» TASK:
Extract every line of the records that contains the word "play", copying each one in full.

» INPUT DATA:
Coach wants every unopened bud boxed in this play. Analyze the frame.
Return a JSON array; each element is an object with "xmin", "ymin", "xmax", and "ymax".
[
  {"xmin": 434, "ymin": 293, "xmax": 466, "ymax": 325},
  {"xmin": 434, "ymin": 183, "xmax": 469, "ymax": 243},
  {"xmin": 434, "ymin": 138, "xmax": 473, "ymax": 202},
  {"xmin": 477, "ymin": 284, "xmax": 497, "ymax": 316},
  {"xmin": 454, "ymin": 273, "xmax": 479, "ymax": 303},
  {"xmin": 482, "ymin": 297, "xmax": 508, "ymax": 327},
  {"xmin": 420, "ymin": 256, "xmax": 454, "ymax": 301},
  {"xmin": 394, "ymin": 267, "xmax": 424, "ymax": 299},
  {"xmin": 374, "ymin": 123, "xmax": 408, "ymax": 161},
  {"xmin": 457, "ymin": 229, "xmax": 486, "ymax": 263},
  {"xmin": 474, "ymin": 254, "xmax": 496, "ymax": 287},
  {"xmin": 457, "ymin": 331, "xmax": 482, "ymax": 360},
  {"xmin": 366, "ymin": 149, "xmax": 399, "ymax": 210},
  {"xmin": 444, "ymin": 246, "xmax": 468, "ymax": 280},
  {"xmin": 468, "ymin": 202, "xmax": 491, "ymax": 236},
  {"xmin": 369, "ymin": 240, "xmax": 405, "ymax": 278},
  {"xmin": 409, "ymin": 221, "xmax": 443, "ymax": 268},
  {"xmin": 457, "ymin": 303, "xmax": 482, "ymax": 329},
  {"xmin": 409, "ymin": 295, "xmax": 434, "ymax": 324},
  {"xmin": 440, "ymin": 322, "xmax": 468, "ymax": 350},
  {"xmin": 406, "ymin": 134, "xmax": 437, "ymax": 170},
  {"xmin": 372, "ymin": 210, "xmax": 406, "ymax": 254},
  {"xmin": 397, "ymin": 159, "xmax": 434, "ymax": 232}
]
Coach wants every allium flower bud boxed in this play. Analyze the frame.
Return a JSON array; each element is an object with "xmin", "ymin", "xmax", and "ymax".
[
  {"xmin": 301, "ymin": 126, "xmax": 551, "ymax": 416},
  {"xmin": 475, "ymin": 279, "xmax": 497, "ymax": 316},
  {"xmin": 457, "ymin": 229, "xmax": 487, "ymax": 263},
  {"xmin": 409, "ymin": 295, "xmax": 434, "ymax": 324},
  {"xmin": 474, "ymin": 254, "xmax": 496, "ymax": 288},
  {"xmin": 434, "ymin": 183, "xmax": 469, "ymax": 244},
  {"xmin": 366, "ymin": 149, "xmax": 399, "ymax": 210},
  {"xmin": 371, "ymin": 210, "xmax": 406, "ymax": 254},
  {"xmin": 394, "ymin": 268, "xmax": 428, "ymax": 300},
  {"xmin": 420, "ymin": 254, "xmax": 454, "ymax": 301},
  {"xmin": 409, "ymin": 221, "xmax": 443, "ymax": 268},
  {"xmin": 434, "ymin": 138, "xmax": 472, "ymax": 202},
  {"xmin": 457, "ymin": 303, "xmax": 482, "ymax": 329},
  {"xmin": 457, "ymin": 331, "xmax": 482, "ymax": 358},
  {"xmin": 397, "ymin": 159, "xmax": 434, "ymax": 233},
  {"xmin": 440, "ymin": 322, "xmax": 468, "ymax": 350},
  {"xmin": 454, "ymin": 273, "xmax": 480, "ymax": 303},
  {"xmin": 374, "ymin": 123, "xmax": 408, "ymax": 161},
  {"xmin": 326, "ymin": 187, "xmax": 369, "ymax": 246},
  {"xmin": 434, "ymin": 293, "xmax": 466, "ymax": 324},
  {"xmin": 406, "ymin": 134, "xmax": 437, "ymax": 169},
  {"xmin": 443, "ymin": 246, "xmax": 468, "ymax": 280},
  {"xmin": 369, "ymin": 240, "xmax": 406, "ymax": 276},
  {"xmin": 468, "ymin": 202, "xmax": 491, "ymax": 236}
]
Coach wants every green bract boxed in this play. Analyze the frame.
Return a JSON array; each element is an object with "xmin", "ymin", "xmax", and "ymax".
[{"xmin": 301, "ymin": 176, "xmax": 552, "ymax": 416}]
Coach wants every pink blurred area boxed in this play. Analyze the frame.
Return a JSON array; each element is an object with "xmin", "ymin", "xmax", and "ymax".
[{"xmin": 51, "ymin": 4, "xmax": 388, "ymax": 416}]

» TASK RESULT:
Coach wants every unopened bud boxed in this play. Analyze the frame.
Coach wants every allium flower bud boxed in this play. Analyze the frame.
Coach wants every green bract boxed in this play. Analyze the frame.
Coach wants every pink blurred area boxed in this play. Analyze the frame.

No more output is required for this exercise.